*Passage shown*:
[BEGIN]
The Practice of Piety at Evening.

At evening when the due time of repairing to rest approaches, call together again all thy family; read a chapter in the same manner that was prescribed in the morning; then, in a holy imitation of our Lord and his disciples, sing a psalm [Mat. 26:30; Mark 14:26]. But in singing of psalms, either after supper, or at any other time, observe these rules:
Rules to be observed in Singing of Psalms.

1. Beware of singing divine psalms for an ordinary recreation, as do men of impure spirits, who sing holy psalms intermingled with profane ballads. They are God’s word: take them not in thy mouth in vain.

2. Remember to sing David’s psalms with David’s spirit (Matt. 22:43) [i.e. seeing Christ in the psalms].

3. Practice St. Paul’s rule—”I will sing with the spirit, but I will sing with the understanding also.” (1 Cor. 14:15).

4. As you sing uncover your heads (1 Cor. 11:4), and behave yourselves in comely reverence as in the sight of God, singing to God in God’s own words; but be sure that the matter make more melody in your hearts (Eph. 5:19; Col. 3:16) than the music in your ear. For the singing with grace in our hearts is that which the Lord is delighted withal, according to that old verse:

Tis not the voice, but vow;
Sound heart, not sounding string;
True zeal, not outward show,
That in God’s ear doth ring.

5. Thou mayest, if thou thinkest good, sing all the psalms over in order, for all are most divine and comfortable; but if thou wilt choose some special psalms, as more fit for some times and purposes, and such as, by the oft usage, thy people may the easier commit to memory.

Then sing:

In the morning, Psalms 3, 5, 16, 22, 144.
In the evening, Psalms 4, 127, 141.
For mercy after a sin committed, Psalms 51, 103.
In sickness or heaviness, Psalms 6, 13, 88, 90, 91, 137.
When thou art recovered, Psalms 30, 32.
On the Sabbath day, Psalms 19, 92, 95.
In time of joy, Psalms 80, 98, 107, 136.
Before sermon, Psalms 1, 12, 147, and the 1st and 5th parts of the 119th.
After sermon, any Psalms which concerneth the chief argument of the sermon.
At the communion, Psalms 22, 23, 103, 111, 116.
For spiritual solace, Psalms 15, 19, 25, 46, 67, 112, 116.
After wrong and disgrace received, Psalms 42, 69, 70, 140, 144.

After the psalm, all kneeling down in a reverent manner, as is before described, let the father of the family, or the chiefest in his absence, pray… Then saluting one another, as becometh Christians who are the vessels of grace, and temples of the Holy Ghost, let them in the fear of God depart every one to his rest: using some of the former private meditations for evening.
[END]
*Directions*:
A. According to the evening piety passage, which psalms should be sung on the Sabbath day?
B. From the evening piety passage, reproduce word for word the part that opens with the words containing "4. As you sing" and closes with "ear doth ring.".

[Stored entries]
[BEGIN]
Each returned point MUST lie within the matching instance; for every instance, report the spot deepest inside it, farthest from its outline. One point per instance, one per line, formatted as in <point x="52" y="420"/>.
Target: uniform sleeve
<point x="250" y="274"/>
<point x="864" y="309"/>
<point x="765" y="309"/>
[END]
*Completed exercise*:
A. Psalms 19, 92, and 95.

B.
4. As you sing uncover your heads (1 Cor. 11:4), and behave yourselves in comely reverence as in the sight of God, singing to God in God’s own words; but be sure that the matter make more melody in your hearts (Eph. 5:19; Col. 3:16) than the music in your ear. For the singing with grace in our hearts is that which the Lord is delighted withal, according to that old verse:

Tis not the voice, but vow;
Sound heart, not sounding string;
True zeal, not outward show,
That in God’s ear doth ring.